[Given problem 1]:
For the forum thread about upgrading Firefox on Ubuntu, decide whether each statement below agrees with the text. Answer yes or no for each, and quote the exact words of the text that settle it.
(a) The stable software source channel makes builds only for 11.04.
(b) The laptop has been moved off the 3.6.x version.
(c) One poster says the only option offered is to upgrade.

So I say, let's be stupid and upgrade to 7, I'm THREE MAJOR VERSION BEHIND!
I find the stable software souce channel and alas they only make builds for 11.04 and I'm still running ubuntu 10.10 because Irefuse to upgrade my machine for no reason and then spend days unbreaking everything the upgrade is going to break.
So I can't get the new firefox.
This whole thing is so broken.
I am using 10.4.3(LTS) because I don't feel the need to have the latest and greatest.
I use this PPA for Firefox:
http://ppa.launchpad.net/mozillateam/firefox-stable/ubuntu
and this for Thunderbird:
http://ppa.launchpad.net/mozillateam/thunderbird-stable/ubuntu
I do have the latest and greatest Firefox and Thunderbird.... only because now with the new crazy number system as soon as the newest version is released, the last version is no longer supported. ugh.
It seems as if they are still pushing out 3.6.x updates, my laptop still is on that version, since one webdesign plugin is so farkin old it won't work with anything else.
I use this PPA for Firefox:
http://ppa.launchpad.net/mozillateam/firefox-stable/ubuntu
yeah I do that and my only option is to remove, it says nothing about upgrading.

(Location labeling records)
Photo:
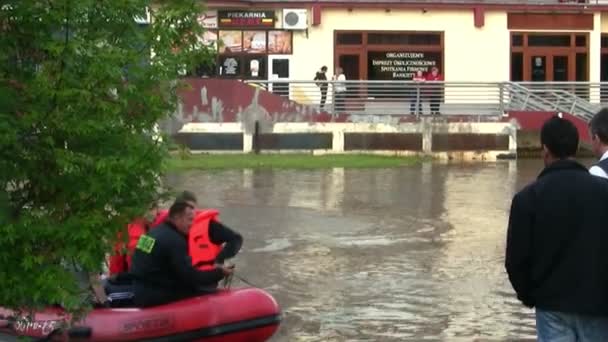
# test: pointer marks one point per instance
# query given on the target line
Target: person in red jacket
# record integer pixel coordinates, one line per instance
(436, 91)
(210, 242)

[Given problem 2]:
Copy every line of the location labeling entries word for word, leaving out the pictures.

[Task solution 1]:
(a) Yes: "they only make builds for 11.04"
(b) No: "my laptop still is on that version"
(c) No: "my only option is to remove, it says nothing about upgrading"

[Task solution 2]:
Photo:
# test: pointer marks one point per instance
# query given on the target line
Target: person in red jacket
# record integer pixel coordinates, one line per instance
(436, 91)
(210, 242)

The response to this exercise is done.